• _TUJUAN_: Tampilkan tanpa perubahan bagian artikel tentang anak dan pertemanan di antara "SALAH satu tema" dan "gadget, sesekali nonton tv.", termasuk keduanya.

• _KUTIPAN HALAMAN_:
Human

Berteman agar Sukses

Oleh Gufron Aziz Fuadi

SALAH satu tema obrolan dengan teman-teman yang bertamu ke rumah, selain masalah regenerasi adalah masalah malasnya anak-anak berteman dan bergaul dengan anak-anak lain di lingkungannya. Mereka lebih suka diam di rumah main gadget, sesekali nonton tv.

Berbeda dengan waktu kita kecil dulu, usia kelas 5 SD ke atas, hampir bisa dikatakan pulang hanya untuk makan dan tidur. Selebihnya bergaul bersama teman-temannya.

Sekarang, lebih-lebih kalau anak kita disekolahkan di boarding school atau sistem pondok, bila liburan mereka lebih senang tiduran atau main gadget.

Awalnya, kita berpikir bahwa anak anak sedang “balas dendam” dengan kehidupan pondok yang ketat dan padat,  tidak boleh bawa hp dan kurang tidur. Tetapi pada akhirnya terpikirkan, jangan-jangan anak-anak mengalami kegagalan dalam berteman dan bergaul. Padahal, berteman dan bergaul merupakan salah satu kunci sukses hidup. Apa lagi di masa sekarang, banyak hal tidak bisa kita kerjakan sendiri. Kalau pun bisa, hasilnya tetap kurang baik,  tidak efektif dan tidak efisien dibandingkan dengan yang dikerjakan secara kolaborasi dengan berbagai pihak.

Oleh karena itu, kita harus terus mendorong agar anak anak senang berteman dan bergaul dengan kawan-kawannya.

Mereka perlu didorong untuk  berteman dengan siapa saja tanpa membedakan SARA dan bergaul dengan orang orang yang akan membawa kebaikan.

• _BAHAN_:
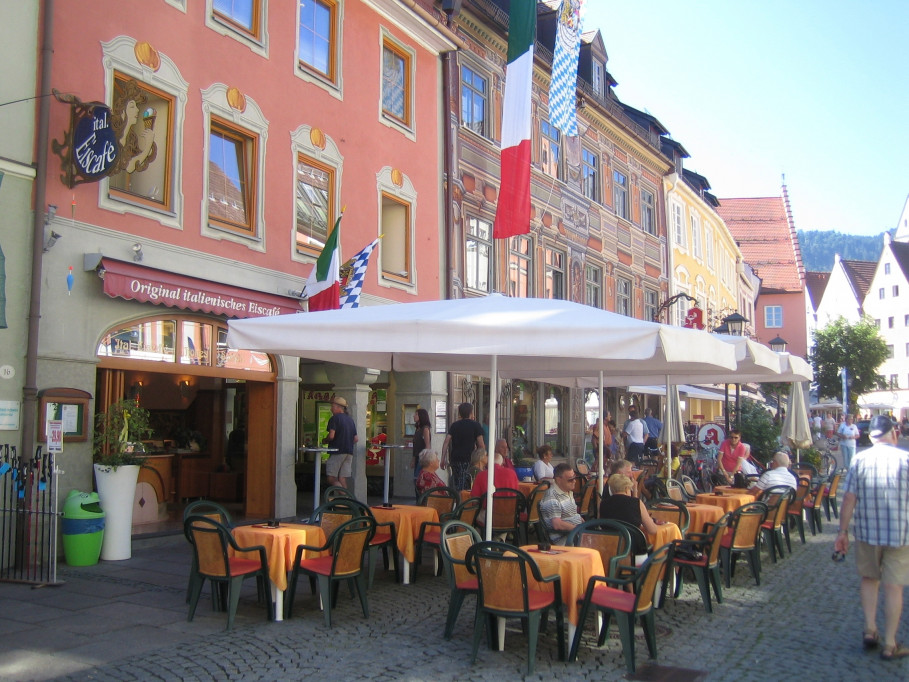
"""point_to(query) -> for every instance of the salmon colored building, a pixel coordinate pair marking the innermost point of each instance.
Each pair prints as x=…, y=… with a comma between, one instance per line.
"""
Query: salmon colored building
x=244, y=131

• _JAWABAN TERTULIS_:
SALAH satu tema obrolan dengan teman-teman yang bertamu ke rumah, selain masalah regenerasi adalah masalah malasnya anak-anak berteman dan bergaul dengan anak-anak lain di lingkungannya. Mereka lebih suka diam di rumah main gadget, sesekali nonton tv.